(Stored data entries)

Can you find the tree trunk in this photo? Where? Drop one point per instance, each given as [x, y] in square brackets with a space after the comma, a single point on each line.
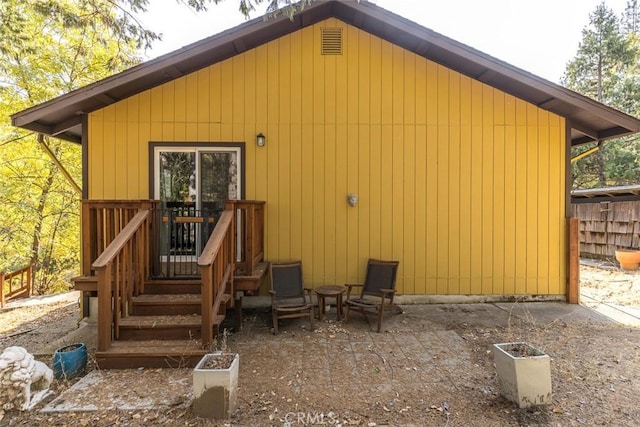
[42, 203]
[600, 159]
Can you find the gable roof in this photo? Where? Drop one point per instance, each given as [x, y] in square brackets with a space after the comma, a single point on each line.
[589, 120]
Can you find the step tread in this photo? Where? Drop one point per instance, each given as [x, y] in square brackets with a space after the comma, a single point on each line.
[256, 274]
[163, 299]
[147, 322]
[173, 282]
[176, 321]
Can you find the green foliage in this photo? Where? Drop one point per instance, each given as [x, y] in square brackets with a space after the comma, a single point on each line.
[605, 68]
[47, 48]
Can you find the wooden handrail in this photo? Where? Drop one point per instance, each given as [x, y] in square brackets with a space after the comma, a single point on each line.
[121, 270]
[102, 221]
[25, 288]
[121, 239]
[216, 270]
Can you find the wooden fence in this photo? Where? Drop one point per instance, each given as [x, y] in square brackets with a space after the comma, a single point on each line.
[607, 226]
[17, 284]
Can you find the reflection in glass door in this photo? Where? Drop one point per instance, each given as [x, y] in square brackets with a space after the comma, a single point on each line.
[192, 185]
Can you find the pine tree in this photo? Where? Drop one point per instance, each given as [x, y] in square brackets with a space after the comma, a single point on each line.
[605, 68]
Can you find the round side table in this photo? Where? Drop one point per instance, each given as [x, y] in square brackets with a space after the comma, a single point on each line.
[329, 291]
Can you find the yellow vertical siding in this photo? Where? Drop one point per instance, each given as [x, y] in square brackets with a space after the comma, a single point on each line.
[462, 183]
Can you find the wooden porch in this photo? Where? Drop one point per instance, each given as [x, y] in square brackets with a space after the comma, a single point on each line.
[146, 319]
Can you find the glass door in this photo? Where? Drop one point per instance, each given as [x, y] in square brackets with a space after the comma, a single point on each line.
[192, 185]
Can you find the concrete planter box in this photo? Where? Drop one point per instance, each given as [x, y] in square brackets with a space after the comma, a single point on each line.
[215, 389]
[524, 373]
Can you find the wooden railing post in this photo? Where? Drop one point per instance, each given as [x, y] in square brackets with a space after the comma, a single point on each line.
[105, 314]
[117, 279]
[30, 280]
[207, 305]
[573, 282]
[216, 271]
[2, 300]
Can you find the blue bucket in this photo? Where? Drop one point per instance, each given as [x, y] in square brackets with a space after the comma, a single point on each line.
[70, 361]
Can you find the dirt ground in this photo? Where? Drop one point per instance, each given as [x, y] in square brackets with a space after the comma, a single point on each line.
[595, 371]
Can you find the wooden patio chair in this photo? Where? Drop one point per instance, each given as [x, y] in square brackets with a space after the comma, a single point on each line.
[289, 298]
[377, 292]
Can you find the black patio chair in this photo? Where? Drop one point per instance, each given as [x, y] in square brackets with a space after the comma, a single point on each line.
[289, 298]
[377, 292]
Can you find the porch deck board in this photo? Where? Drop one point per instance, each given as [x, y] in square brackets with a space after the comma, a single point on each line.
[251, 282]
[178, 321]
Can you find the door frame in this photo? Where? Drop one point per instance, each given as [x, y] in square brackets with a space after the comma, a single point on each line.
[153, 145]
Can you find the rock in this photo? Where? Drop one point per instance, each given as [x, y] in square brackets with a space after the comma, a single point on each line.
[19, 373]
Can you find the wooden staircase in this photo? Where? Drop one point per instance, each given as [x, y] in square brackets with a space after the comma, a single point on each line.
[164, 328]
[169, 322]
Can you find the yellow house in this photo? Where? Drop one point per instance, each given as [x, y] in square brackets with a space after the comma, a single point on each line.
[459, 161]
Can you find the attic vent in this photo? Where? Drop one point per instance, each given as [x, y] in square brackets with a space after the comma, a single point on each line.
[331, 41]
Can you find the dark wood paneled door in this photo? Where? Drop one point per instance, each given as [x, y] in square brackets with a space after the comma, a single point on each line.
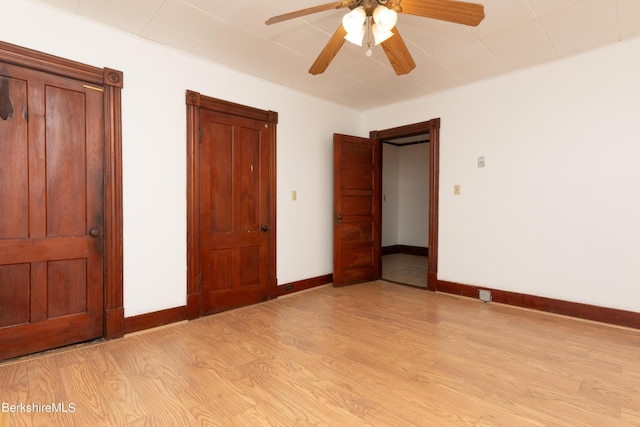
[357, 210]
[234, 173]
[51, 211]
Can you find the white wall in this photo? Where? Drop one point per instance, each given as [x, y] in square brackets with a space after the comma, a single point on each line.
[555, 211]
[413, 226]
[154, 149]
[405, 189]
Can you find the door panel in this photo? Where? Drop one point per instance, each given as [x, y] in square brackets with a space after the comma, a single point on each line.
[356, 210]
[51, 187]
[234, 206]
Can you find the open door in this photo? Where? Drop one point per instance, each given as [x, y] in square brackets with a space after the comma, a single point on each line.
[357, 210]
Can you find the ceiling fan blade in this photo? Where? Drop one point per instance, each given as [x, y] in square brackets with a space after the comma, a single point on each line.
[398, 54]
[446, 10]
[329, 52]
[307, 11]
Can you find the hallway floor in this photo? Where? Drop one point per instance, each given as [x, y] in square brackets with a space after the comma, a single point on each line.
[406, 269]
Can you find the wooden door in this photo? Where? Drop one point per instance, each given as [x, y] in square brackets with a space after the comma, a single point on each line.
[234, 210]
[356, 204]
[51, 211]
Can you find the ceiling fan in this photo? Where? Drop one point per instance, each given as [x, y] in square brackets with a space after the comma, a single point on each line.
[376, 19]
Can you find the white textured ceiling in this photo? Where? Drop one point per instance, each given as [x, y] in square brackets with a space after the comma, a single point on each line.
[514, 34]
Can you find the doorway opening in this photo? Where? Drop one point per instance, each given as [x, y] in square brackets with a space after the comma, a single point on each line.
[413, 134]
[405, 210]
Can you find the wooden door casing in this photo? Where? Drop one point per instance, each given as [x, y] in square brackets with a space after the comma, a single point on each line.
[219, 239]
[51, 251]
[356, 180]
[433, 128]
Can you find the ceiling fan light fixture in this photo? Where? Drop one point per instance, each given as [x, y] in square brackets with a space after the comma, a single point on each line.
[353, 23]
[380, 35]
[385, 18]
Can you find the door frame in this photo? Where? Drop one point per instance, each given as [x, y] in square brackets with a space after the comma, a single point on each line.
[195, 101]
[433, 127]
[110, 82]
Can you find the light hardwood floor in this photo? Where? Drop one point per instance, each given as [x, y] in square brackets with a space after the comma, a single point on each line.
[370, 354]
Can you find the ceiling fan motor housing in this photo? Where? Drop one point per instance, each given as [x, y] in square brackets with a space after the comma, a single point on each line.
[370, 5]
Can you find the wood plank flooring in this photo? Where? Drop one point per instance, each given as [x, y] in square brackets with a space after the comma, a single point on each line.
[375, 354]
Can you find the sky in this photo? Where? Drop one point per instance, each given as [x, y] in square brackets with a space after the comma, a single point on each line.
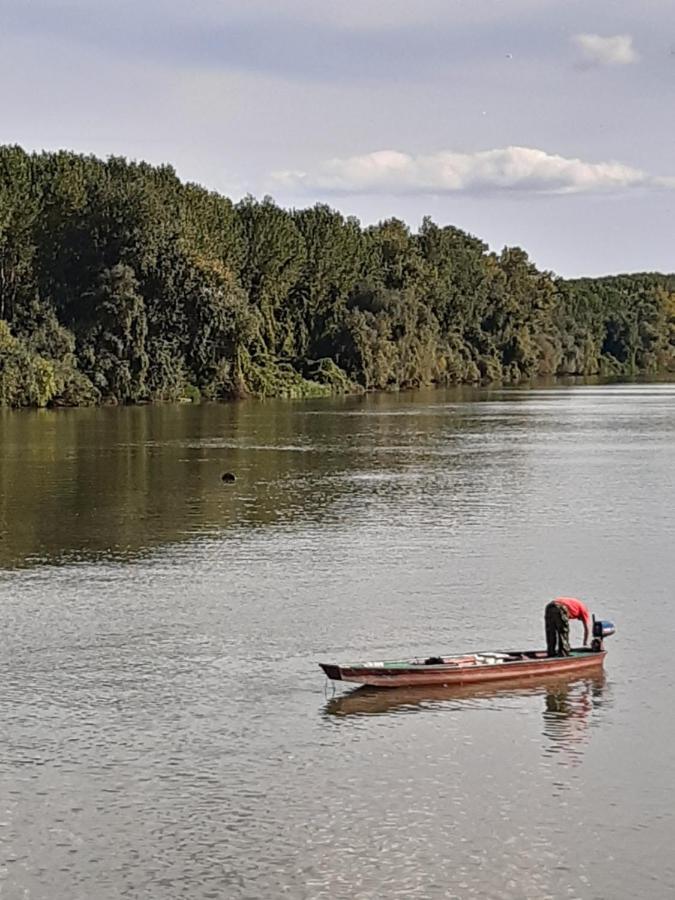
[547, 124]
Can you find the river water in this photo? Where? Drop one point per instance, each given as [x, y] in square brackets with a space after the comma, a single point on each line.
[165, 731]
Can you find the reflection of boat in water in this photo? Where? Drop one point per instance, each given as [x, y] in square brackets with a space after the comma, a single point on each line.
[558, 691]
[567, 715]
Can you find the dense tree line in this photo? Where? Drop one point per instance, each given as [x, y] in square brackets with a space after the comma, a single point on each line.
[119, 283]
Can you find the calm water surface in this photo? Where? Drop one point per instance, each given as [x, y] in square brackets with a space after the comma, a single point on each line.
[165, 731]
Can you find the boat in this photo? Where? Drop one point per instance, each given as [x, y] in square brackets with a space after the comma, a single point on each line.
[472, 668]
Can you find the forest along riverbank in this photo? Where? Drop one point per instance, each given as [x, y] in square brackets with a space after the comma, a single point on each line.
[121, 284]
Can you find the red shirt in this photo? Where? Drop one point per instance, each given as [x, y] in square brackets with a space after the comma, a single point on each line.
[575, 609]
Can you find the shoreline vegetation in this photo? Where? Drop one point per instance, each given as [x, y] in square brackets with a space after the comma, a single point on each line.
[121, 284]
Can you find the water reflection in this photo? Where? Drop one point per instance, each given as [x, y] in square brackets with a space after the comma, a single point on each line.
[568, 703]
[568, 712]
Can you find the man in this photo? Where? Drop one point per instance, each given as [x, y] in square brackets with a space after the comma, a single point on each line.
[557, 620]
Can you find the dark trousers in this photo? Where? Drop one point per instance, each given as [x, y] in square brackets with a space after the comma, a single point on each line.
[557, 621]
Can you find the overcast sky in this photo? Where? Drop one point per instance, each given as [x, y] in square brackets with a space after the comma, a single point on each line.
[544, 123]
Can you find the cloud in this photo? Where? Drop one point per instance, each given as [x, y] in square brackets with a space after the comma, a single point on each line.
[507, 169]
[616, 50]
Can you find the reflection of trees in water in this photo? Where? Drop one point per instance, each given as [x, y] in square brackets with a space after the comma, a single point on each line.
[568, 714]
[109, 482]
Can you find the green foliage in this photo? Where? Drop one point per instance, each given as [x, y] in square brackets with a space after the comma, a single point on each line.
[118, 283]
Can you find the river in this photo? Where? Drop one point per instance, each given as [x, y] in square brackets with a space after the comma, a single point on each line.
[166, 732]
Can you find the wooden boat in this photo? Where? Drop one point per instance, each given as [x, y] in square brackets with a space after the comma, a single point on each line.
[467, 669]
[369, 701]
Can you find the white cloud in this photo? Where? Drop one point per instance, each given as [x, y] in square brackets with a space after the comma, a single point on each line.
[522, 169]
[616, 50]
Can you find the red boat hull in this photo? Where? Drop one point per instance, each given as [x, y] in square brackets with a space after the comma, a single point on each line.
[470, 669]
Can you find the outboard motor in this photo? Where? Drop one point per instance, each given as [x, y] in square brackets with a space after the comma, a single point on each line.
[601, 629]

→ YOUR TASK
Reproduce the lines from the one containing "Can you find the outboard" to the end of the entries, keeping both ends and adding nothing.

→ ANSWER
Can you find the outboard motor in this photo? Where? Drop one point per instance, each given as [x, y] in square brackets with a space after the comma, a single point on each line.
[601, 629]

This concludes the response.